> DATASET

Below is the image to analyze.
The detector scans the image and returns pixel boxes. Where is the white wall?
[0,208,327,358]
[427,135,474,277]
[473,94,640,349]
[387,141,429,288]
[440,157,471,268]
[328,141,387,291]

> WHAT IS EXPECTED
Render every line of the data above as a JSON array of strings, one string per line, omitting any blank lines.

> WRITTEN ANSWER
[
  "Below is the image to analyze.",
  "The detector scans the image and returns pixel boxes. Where is the white wall?",
  "[0,208,327,358]",
  "[427,135,474,277]",
  "[473,94,640,349]",
  "[387,141,429,288]",
  "[440,157,471,268]",
  "[328,141,387,291]"
]